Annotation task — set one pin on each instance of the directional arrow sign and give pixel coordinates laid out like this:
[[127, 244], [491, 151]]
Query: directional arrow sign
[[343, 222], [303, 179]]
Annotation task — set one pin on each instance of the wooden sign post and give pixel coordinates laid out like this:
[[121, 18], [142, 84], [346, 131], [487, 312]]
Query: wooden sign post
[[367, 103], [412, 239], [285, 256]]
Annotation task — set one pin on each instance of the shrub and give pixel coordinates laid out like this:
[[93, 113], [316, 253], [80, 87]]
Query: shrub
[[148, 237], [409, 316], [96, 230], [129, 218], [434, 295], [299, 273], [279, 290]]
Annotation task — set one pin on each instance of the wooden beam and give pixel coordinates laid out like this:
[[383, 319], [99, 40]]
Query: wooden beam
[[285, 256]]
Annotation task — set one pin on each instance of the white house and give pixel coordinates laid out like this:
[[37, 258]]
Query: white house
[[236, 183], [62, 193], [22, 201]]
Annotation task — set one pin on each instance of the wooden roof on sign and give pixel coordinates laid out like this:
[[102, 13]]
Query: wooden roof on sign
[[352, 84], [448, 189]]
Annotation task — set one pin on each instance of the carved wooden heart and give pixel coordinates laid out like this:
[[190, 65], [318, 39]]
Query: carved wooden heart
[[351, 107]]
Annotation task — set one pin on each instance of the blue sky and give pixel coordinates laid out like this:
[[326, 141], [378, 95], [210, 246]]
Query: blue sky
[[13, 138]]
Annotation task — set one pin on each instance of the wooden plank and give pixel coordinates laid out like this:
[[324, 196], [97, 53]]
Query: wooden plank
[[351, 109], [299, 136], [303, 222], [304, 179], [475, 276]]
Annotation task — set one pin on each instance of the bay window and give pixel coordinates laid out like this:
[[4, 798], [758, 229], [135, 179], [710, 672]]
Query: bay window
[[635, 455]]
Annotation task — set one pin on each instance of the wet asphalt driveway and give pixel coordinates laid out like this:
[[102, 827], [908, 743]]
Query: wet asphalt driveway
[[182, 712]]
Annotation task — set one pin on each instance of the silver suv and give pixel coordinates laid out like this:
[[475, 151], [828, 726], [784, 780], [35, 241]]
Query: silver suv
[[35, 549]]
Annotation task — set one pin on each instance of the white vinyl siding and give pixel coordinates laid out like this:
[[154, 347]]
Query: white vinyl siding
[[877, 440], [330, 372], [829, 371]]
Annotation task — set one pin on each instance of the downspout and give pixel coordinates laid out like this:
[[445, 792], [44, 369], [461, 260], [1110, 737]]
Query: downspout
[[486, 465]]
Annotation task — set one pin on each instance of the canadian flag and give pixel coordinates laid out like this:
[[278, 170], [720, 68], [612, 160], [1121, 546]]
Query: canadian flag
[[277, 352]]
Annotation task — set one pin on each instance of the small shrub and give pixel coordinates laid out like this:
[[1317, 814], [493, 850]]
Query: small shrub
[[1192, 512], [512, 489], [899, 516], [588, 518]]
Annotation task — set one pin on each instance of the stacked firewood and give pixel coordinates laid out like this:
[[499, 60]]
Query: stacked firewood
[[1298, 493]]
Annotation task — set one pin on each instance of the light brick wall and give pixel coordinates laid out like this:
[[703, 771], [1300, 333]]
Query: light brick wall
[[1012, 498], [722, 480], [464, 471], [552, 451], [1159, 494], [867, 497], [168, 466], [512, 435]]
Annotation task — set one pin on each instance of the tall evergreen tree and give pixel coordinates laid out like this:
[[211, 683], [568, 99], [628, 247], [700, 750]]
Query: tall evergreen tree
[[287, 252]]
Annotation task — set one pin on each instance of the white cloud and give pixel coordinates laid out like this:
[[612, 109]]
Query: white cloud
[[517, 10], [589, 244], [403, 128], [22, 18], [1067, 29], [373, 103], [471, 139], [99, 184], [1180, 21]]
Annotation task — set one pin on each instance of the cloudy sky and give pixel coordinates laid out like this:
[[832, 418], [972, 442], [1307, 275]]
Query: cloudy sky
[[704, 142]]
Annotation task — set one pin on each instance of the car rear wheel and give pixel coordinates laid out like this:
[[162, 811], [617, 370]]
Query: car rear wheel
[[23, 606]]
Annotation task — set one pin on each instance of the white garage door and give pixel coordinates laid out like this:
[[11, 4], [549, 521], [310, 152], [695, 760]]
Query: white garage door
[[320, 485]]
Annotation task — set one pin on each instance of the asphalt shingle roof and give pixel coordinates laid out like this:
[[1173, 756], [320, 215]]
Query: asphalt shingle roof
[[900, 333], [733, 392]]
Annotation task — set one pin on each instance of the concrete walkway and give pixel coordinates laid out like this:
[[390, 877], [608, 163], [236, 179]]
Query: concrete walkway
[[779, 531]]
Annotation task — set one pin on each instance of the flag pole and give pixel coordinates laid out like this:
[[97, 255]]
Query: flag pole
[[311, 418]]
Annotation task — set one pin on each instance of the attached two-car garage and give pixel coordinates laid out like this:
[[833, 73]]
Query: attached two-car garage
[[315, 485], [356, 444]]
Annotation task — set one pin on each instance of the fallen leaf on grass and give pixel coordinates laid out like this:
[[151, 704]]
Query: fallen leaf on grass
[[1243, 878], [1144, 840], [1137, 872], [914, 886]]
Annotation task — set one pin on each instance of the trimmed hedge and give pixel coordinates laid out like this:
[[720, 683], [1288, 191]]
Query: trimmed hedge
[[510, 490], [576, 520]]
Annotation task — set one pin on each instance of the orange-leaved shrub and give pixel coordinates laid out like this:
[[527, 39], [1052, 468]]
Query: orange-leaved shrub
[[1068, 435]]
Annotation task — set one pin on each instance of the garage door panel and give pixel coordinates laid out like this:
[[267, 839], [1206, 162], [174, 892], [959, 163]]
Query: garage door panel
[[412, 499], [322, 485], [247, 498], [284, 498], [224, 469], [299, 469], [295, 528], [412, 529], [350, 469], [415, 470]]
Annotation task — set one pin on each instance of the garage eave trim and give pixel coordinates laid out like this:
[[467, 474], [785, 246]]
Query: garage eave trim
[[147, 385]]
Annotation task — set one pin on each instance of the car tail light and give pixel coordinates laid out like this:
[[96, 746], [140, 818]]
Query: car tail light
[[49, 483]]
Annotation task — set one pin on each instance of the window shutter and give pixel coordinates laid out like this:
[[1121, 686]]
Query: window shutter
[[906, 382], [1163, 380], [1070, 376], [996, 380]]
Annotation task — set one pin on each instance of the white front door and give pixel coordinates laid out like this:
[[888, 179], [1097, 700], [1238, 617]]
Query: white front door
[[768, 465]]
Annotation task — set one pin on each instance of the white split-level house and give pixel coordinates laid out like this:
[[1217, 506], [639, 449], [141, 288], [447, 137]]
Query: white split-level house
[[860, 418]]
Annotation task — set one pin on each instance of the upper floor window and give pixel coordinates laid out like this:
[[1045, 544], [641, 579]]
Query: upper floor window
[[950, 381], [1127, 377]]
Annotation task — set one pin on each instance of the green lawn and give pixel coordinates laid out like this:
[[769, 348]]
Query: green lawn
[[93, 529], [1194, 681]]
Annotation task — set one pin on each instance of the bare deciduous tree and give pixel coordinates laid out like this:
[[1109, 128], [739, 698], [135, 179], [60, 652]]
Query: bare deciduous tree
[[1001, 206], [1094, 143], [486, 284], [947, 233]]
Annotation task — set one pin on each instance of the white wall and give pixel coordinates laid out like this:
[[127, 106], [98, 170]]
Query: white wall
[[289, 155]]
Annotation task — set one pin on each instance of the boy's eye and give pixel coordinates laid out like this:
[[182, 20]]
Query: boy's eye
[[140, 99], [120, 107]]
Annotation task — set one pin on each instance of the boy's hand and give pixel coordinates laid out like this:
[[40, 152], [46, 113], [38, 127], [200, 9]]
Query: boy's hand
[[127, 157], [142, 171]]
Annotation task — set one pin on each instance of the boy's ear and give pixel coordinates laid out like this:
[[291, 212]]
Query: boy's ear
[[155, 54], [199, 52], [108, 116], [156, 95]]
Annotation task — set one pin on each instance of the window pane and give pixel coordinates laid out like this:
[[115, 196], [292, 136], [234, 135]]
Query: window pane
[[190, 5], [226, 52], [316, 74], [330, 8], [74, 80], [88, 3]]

======

* _THE EXERCISE_: Change every occurrence of "set one pin on" to "place a marker on" in the stretch from the line containing "the wooden plank" through the line containing "[[277, 352]]". Reproduce only those lines, leaving everything else unchanged.

* _OUTPUT FOR THIS TASK_:
Annotation task — place a marker on each instance of the wooden plank and give pixel coordinates laid out like this:
[[324, 196], [97, 53]]
Query: wooden plank
[[351, 109], [299, 136], [303, 222], [304, 179], [475, 276]]
Annotation task — place a marker on each instance of the bay window and give pixel coordinates laid out like this:
[[4, 798], [758, 229], [135, 179], [710, 672]]
Query: bay window
[[635, 455]]
Annotation task — place a marker on each instance of the wet asphalt driveway and give pixel coordinates laid out like this:
[[102, 827], [908, 743]]
Query: wet asphalt driveway
[[182, 712]]
Annotation task — place a marker on each instance of the silver suv and give pixel coordinates laid out like this:
[[475, 151], [828, 726], [784, 780], [35, 241]]
Query: silver suv
[[35, 549]]
Annotation task — place a marker on each instance of the white vinyl siding and give pixel coordinates laid out like this:
[[154, 347]]
Query: white vinyl siding
[[877, 440], [330, 372], [829, 371]]
Annotation task — place a marker on each instance of the downspout and give pixel coordinates laid out like this:
[[445, 792], [44, 369], [461, 260], [1110, 737]]
Query: downspout
[[486, 465]]
Annotation task — place a marker on each instance of the canadian flag and give pixel coordinates laid out like this:
[[278, 170], [720, 68], [612, 160], [1121, 546]]
Query: canadian flag
[[277, 352]]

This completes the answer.